Entries taken from a collection:
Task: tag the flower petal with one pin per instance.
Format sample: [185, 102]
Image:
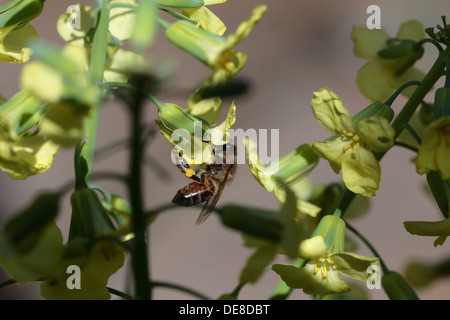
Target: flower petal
[375, 81]
[63, 124]
[368, 41]
[329, 111]
[333, 151]
[355, 266]
[257, 169]
[411, 30]
[312, 248]
[29, 156]
[207, 109]
[206, 19]
[310, 281]
[412, 74]
[121, 20]
[426, 159]
[75, 34]
[441, 229]
[443, 155]
[361, 172]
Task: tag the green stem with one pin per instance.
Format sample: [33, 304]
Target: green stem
[419, 94]
[139, 258]
[406, 146]
[369, 245]
[400, 90]
[96, 70]
[179, 288]
[152, 98]
[119, 293]
[408, 110]
[7, 283]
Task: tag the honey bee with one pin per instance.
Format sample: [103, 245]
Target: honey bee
[209, 180]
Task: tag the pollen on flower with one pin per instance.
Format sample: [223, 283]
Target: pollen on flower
[189, 172]
[354, 143]
[322, 265]
[225, 60]
[445, 135]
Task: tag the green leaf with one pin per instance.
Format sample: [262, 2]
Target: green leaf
[180, 3]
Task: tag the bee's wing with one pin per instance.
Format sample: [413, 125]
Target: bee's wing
[211, 203]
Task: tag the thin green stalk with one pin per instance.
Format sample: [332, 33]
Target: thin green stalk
[369, 245]
[406, 146]
[419, 94]
[96, 70]
[139, 257]
[408, 110]
[7, 283]
[120, 294]
[152, 98]
[179, 288]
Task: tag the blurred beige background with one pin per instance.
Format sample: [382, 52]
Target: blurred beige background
[298, 47]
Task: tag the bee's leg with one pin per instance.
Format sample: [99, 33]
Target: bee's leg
[184, 166]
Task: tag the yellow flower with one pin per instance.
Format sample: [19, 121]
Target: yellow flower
[120, 64]
[193, 136]
[205, 18]
[66, 89]
[90, 247]
[434, 152]
[288, 171]
[214, 51]
[22, 154]
[16, 35]
[378, 78]
[439, 229]
[325, 261]
[351, 151]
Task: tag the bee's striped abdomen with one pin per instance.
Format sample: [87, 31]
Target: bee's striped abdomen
[192, 194]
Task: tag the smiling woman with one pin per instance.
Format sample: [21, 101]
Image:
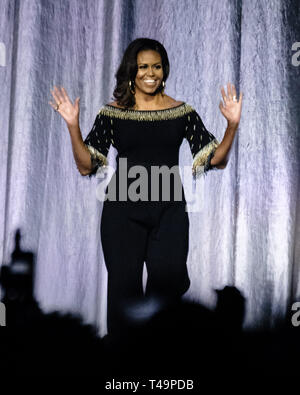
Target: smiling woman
[146, 127]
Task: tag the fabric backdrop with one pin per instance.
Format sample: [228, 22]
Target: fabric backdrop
[245, 232]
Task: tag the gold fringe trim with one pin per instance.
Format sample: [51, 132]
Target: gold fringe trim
[96, 157]
[144, 115]
[201, 163]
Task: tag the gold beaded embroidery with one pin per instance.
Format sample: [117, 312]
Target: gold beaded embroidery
[200, 159]
[153, 115]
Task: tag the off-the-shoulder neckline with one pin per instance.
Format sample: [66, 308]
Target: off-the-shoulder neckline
[143, 111]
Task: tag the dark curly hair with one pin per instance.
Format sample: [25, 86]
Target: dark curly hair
[128, 69]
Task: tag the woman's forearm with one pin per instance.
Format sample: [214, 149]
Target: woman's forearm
[81, 153]
[222, 152]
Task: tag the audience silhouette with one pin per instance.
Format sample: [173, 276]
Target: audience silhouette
[181, 339]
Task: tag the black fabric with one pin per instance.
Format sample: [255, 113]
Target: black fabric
[154, 232]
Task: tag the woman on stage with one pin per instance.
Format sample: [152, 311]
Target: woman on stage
[146, 127]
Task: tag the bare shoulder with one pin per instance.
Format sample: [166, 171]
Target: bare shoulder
[115, 104]
[173, 102]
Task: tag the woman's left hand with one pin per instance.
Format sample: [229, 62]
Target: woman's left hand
[231, 109]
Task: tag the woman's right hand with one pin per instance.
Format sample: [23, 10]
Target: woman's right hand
[69, 111]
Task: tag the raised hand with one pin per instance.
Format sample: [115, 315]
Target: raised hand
[63, 105]
[231, 109]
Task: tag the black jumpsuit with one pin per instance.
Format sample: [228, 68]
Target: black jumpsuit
[143, 230]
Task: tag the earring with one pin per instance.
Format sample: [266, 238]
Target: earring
[130, 88]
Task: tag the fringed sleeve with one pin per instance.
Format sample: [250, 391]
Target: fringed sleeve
[202, 143]
[98, 141]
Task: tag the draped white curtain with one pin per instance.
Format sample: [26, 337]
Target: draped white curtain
[246, 230]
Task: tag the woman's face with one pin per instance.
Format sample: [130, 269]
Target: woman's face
[149, 69]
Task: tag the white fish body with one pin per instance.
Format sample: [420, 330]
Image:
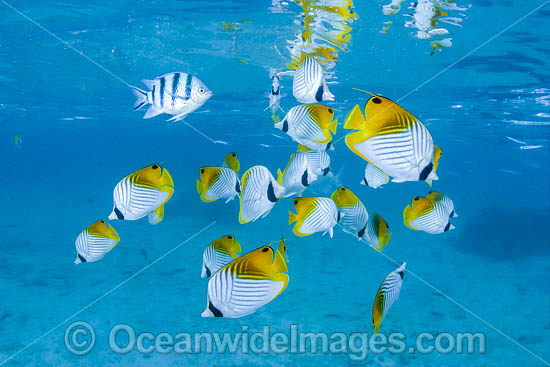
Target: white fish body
[259, 193]
[297, 175]
[322, 219]
[354, 218]
[309, 85]
[176, 94]
[212, 261]
[300, 126]
[387, 294]
[445, 201]
[275, 94]
[435, 221]
[374, 176]
[319, 162]
[132, 201]
[235, 297]
[92, 246]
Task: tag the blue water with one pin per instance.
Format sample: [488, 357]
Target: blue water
[79, 137]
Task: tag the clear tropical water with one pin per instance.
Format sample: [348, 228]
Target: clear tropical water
[78, 136]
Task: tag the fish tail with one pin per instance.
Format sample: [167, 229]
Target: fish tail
[292, 217]
[141, 98]
[279, 177]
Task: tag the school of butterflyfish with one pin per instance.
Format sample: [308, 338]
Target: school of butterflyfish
[427, 18]
[394, 145]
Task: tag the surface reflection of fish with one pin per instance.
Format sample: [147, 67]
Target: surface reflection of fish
[426, 17]
[392, 139]
[275, 94]
[247, 283]
[325, 31]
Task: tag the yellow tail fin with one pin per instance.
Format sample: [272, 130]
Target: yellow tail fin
[292, 217]
[355, 119]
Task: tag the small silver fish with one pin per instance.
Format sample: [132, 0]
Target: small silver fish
[176, 94]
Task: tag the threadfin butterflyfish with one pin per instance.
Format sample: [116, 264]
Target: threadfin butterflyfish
[428, 215]
[247, 283]
[142, 192]
[95, 241]
[386, 296]
[392, 139]
[219, 253]
[259, 193]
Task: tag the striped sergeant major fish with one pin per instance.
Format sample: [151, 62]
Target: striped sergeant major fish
[247, 283]
[308, 124]
[220, 182]
[176, 94]
[143, 193]
[375, 233]
[428, 215]
[374, 176]
[314, 214]
[309, 85]
[444, 200]
[297, 175]
[259, 194]
[392, 139]
[95, 241]
[386, 296]
[219, 253]
[355, 215]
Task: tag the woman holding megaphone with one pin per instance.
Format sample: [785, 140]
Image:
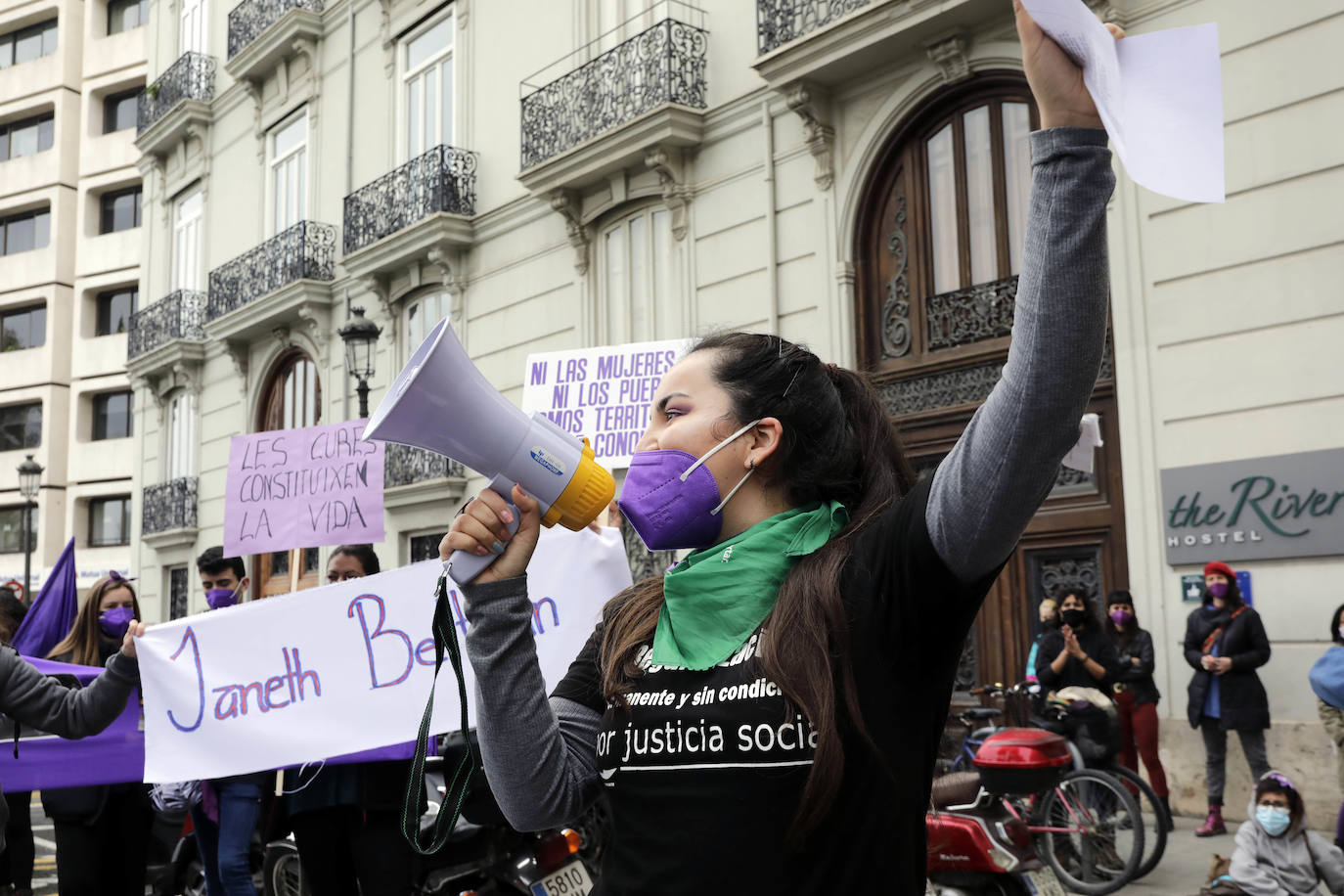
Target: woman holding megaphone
[765, 716]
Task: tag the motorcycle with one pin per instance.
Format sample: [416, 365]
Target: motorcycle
[484, 856]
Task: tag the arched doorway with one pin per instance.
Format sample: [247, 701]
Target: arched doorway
[291, 398]
[938, 248]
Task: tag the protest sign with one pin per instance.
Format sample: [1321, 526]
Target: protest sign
[601, 392]
[302, 489]
[345, 666]
[45, 760]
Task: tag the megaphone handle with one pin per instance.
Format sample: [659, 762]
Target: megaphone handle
[464, 567]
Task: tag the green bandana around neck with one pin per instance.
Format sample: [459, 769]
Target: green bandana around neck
[715, 598]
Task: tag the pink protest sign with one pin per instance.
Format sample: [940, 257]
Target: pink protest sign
[302, 489]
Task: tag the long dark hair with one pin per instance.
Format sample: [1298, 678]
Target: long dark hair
[1122, 636]
[837, 443]
[86, 637]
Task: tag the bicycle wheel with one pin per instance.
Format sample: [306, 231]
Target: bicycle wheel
[1089, 831]
[1152, 813]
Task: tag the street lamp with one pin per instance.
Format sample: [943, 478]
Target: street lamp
[360, 337]
[29, 477]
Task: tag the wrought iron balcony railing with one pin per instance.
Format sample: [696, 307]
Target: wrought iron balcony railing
[175, 316]
[193, 76]
[304, 251]
[779, 22]
[169, 506]
[663, 65]
[250, 18]
[441, 180]
[406, 465]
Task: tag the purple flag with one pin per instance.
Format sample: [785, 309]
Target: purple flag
[53, 612]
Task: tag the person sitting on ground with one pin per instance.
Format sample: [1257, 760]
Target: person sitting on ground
[1276, 853]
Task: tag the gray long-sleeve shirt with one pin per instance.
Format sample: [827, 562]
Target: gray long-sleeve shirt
[39, 701]
[541, 755]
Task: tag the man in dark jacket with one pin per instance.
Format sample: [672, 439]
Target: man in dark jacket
[1225, 645]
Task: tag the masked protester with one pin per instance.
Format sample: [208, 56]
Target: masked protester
[103, 831]
[347, 819]
[1136, 694]
[765, 716]
[230, 808]
[1276, 855]
[1225, 645]
[1326, 680]
[1080, 653]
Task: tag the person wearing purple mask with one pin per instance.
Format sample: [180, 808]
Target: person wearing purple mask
[101, 831]
[1136, 694]
[1225, 645]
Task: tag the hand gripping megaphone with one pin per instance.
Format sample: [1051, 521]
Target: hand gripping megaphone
[441, 402]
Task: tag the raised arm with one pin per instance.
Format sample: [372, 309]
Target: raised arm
[1006, 463]
[539, 755]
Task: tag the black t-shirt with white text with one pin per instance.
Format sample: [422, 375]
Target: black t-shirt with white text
[704, 770]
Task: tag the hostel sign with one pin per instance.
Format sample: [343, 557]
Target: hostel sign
[1290, 506]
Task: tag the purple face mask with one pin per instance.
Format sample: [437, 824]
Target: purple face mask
[219, 598]
[115, 621]
[672, 500]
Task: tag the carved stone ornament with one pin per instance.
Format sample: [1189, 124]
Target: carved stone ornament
[949, 55]
[813, 108]
[676, 195]
[568, 205]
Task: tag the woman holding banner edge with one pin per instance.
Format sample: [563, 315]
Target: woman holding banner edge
[765, 718]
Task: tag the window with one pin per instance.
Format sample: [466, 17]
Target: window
[427, 87]
[191, 38]
[118, 111]
[186, 258]
[21, 426]
[28, 43]
[23, 328]
[27, 137]
[423, 313]
[109, 521]
[113, 416]
[114, 310]
[124, 15]
[25, 231]
[119, 209]
[182, 434]
[11, 528]
[639, 293]
[288, 147]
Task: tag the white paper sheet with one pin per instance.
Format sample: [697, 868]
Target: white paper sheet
[1160, 96]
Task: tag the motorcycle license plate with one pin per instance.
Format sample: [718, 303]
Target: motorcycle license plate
[571, 880]
[1043, 882]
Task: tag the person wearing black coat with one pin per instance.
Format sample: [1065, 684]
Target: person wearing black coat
[1136, 694]
[1225, 645]
[1080, 653]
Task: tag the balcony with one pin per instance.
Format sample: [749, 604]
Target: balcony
[178, 101]
[263, 32]
[829, 42]
[168, 514]
[603, 115]
[167, 334]
[277, 284]
[426, 203]
[414, 474]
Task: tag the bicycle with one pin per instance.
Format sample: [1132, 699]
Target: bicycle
[1088, 825]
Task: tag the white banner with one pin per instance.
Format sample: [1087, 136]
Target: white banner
[601, 392]
[345, 666]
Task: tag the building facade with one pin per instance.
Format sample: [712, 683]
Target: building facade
[847, 173]
[70, 74]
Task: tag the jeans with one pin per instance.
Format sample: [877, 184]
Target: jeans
[225, 846]
[1215, 755]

- _Set exercise_: Begin with the line that contains "Task: tag the person wearing black" and quote each line after it exactly, stopping after the last line of the data.

- _Output for this task_:
Task: tag the person wearing black coat with one pin per instance.
Format sample: [1065, 684]
Target: person wearing black coat
[1136, 694]
[1225, 645]
[1080, 653]
Task: tag the balcony with one pin per instance.
Format sample: [749, 604]
Target: balcony
[178, 101]
[263, 32]
[829, 42]
[168, 514]
[603, 115]
[167, 334]
[277, 284]
[426, 203]
[414, 474]
Task: tag the bicycle with one pin per instance.
Format sample: [1132, 699]
Target: bicycle
[1088, 825]
Task: tag the white banner with one pin per instance.
Format sample: [1087, 136]
Target: white banner
[601, 392]
[345, 666]
Task: tag the building facade with one pin per instance.
Format sample: [712, 683]
Target: building facade
[847, 173]
[70, 74]
Task: tag the jeans with one pin per instance.
Format sample: [877, 184]
Target: jeans
[225, 846]
[1215, 755]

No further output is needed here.